> What you will do
Return, word for word, only the lines of the data below that lie between the line with "Subject = number 10 on jersey" and the line with "Subject = player's forearm", those two lines included.

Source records

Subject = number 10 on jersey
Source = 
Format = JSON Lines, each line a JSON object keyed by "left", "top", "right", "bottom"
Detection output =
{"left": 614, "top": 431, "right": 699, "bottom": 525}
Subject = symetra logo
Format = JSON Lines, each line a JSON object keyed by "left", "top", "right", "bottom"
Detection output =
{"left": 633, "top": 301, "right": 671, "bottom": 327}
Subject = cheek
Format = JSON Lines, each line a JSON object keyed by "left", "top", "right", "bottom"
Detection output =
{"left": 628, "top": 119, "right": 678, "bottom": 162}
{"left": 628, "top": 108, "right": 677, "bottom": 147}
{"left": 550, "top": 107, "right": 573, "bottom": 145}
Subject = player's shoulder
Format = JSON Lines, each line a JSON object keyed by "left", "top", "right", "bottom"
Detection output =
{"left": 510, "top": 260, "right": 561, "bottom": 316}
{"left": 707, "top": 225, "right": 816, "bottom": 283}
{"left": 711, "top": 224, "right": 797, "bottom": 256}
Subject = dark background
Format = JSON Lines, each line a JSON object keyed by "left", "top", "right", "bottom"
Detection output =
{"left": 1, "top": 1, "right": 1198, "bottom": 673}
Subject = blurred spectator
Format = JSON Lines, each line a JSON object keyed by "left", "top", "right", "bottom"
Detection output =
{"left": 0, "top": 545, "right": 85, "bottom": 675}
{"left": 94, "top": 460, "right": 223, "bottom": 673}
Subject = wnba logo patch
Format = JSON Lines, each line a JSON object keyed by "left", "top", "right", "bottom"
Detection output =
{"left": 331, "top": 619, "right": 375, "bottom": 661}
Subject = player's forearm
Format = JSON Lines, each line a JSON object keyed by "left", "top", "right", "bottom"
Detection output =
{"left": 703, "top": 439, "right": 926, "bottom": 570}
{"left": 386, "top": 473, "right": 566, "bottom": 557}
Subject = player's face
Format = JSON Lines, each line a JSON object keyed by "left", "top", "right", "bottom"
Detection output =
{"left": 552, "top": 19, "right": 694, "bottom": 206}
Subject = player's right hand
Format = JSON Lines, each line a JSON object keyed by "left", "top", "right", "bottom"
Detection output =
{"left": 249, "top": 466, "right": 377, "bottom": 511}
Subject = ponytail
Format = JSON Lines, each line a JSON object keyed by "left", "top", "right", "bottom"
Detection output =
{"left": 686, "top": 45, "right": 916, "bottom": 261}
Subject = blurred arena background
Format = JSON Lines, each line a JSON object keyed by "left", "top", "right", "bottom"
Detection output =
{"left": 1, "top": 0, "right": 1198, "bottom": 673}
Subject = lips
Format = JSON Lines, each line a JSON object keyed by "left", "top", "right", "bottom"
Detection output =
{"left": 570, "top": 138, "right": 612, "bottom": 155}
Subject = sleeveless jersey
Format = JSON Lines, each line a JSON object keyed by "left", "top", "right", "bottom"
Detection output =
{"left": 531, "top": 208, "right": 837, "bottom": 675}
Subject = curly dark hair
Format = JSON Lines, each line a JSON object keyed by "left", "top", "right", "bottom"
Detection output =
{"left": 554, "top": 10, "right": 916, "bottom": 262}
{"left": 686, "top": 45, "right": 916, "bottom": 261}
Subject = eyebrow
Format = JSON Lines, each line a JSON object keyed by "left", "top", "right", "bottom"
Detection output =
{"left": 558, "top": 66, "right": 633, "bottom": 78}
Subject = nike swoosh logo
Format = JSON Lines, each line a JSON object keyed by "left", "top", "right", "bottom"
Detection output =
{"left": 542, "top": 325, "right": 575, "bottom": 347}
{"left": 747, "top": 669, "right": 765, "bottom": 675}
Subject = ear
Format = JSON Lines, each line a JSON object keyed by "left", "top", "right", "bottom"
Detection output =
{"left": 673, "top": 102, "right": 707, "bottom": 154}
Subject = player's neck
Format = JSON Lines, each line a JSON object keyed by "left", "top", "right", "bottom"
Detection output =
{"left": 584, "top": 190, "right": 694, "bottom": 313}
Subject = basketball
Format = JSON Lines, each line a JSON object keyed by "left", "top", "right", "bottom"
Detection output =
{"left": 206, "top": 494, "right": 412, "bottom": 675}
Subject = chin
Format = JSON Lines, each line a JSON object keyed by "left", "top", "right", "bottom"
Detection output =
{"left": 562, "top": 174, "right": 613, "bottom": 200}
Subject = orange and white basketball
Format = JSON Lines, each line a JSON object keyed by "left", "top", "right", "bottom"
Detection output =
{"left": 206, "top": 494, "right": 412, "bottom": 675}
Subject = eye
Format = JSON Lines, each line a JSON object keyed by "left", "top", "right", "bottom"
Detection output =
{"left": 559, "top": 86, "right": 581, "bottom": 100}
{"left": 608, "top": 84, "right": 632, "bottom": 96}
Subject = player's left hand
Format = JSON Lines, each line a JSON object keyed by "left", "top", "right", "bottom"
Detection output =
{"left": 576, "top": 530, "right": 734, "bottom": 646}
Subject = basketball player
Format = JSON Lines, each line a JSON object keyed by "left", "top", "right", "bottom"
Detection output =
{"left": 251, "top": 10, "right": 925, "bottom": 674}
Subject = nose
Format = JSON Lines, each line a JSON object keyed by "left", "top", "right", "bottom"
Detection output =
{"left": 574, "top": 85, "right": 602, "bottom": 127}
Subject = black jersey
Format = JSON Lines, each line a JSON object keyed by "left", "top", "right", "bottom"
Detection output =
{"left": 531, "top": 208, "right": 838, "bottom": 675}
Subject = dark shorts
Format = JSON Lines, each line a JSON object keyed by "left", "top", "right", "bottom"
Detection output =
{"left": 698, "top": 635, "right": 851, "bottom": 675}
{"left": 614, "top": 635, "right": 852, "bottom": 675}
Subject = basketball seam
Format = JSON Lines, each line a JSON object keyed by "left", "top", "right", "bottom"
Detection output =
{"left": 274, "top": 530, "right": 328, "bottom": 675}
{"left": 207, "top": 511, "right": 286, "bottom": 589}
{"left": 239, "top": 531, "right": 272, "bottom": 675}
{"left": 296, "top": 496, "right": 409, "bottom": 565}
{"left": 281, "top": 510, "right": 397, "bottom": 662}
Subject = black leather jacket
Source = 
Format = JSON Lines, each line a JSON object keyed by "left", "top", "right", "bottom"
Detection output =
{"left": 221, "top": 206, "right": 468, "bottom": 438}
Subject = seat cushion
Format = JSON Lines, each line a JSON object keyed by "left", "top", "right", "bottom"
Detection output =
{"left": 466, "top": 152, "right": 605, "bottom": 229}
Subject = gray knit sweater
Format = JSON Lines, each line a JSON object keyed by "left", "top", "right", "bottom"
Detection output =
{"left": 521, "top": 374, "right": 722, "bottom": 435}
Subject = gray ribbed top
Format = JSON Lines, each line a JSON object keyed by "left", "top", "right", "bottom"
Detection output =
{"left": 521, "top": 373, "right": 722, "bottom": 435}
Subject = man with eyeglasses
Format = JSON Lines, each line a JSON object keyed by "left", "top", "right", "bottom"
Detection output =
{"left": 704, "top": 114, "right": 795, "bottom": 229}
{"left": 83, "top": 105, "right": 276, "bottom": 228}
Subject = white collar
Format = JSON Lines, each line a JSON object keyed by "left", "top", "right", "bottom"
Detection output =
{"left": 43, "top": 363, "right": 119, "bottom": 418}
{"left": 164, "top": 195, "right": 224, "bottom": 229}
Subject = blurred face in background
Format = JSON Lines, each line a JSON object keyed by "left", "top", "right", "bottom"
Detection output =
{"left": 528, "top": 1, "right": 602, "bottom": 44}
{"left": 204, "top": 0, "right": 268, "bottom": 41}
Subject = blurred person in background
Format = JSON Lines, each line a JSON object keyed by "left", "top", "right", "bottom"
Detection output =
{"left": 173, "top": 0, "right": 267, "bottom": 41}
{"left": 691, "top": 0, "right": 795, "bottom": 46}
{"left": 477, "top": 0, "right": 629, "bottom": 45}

...

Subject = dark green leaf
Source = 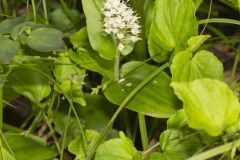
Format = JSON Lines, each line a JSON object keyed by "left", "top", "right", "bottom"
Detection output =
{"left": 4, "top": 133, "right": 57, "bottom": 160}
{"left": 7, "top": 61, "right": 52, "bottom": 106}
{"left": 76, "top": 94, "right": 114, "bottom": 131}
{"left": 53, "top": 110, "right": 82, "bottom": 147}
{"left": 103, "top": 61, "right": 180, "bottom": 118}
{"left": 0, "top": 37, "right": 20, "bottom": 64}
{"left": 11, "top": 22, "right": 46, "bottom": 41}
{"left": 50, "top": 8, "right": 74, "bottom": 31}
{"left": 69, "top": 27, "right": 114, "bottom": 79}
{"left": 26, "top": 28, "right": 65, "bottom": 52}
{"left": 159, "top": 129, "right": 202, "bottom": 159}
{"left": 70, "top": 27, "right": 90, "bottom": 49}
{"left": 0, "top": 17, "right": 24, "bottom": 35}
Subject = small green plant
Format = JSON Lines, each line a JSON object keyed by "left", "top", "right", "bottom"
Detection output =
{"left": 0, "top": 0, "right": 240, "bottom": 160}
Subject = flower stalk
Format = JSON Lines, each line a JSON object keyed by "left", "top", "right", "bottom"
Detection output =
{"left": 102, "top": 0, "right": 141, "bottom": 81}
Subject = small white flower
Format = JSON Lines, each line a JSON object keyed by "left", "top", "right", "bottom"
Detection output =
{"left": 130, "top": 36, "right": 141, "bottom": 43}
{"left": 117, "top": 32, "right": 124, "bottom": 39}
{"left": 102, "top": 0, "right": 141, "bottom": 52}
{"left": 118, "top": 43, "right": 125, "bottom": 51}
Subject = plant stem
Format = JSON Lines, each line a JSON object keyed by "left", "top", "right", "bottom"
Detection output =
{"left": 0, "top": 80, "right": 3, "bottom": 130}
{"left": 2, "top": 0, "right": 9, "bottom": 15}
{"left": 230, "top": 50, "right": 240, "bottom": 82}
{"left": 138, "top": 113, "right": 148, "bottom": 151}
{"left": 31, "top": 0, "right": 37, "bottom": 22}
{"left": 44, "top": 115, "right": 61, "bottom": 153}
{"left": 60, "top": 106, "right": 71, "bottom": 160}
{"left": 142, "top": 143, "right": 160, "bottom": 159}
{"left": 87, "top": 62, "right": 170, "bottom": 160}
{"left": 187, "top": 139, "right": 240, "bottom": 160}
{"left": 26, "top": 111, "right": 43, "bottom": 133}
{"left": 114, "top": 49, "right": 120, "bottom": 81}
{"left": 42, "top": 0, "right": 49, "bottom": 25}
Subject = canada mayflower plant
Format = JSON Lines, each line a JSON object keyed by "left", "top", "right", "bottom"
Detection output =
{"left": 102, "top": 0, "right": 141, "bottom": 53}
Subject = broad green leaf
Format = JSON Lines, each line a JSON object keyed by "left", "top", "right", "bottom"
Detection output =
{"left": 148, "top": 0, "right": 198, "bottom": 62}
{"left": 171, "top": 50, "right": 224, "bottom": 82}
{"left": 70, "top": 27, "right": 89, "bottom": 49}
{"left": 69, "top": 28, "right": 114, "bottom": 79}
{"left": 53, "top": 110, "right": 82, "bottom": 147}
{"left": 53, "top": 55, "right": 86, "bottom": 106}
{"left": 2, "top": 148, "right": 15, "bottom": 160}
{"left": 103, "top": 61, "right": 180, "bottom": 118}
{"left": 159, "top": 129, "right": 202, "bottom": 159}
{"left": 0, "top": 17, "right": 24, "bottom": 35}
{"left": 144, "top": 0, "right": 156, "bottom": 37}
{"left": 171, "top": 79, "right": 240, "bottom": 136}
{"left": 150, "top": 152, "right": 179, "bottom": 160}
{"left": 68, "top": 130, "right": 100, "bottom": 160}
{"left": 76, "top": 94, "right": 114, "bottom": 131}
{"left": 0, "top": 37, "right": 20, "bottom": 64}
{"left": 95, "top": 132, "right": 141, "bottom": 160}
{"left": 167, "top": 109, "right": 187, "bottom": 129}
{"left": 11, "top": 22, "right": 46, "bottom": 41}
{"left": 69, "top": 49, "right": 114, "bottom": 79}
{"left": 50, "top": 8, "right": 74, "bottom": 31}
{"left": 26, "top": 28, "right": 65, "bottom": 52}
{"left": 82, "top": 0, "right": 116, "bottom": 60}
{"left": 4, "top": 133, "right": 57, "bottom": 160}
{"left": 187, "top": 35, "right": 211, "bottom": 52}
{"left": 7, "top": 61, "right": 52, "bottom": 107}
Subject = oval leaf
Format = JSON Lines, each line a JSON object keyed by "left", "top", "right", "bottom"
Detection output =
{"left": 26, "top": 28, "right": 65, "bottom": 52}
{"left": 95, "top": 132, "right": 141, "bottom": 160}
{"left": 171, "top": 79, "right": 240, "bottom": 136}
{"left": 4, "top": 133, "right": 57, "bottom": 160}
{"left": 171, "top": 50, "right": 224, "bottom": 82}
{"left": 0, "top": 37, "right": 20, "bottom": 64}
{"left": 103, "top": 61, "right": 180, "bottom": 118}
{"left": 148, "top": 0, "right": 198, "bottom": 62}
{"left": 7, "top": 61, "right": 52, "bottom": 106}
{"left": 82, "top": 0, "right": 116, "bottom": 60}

> Response for this exercise
Subject = number 10 on jersey
Source = 
Format = JSON Lines, each line a JSON object keyed by "left", "top", "right", "bottom"
Detection output =
{"left": 614, "top": 431, "right": 699, "bottom": 525}
Subject = symetra logo
Format = JSON Lines, each line a JSON object keyed by "left", "top", "right", "bottom"
Detection output =
{"left": 633, "top": 301, "right": 671, "bottom": 327}
Subject = cheek
Format = JSON Lines, each line a JSON object keyed by "left", "top", "right", "bottom"
Detection output =
{"left": 628, "top": 119, "right": 678, "bottom": 162}
{"left": 628, "top": 108, "right": 677, "bottom": 147}
{"left": 550, "top": 107, "right": 573, "bottom": 145}
Subject = player's shoulder
Format = JSON Lines, each line a JSON object keyed by "left", "top", "right", "bottom"
Detection output =
{"left": 510, "top": 260, "right": 561, "bottom": 316}
{"left": 707, "top": 225, "right": 816, "bottom": 283}
{"left": 711, "top": 224, "right": 797, "bottom": 256}
Subject = dark background
Format = JSON Lines, each line a JSON object keyed by "left", "top", "right", "bottom"
Detection output =
{"left": 1, "top": 1, "right": 1198, "bottom": 673}
Subject = blurred spectator
Format = JSON Lines, each line a JSON object keyed by "left", "top", "right", "bottom"
Detection output =
{"left": 0, "top": 545, "right": 85, "bottom": 675}
{"left": 94, "top": 460, "right": 223, "bottom": 673}
Subject = wnba logo patch
Format = JSON Lines, each line a JSON object keyed by "left", "top", "right", "bottom"
Detection output =
{"left": 331, "top": 619, "right": 375, "bottom": 661}
Subject = player's forearm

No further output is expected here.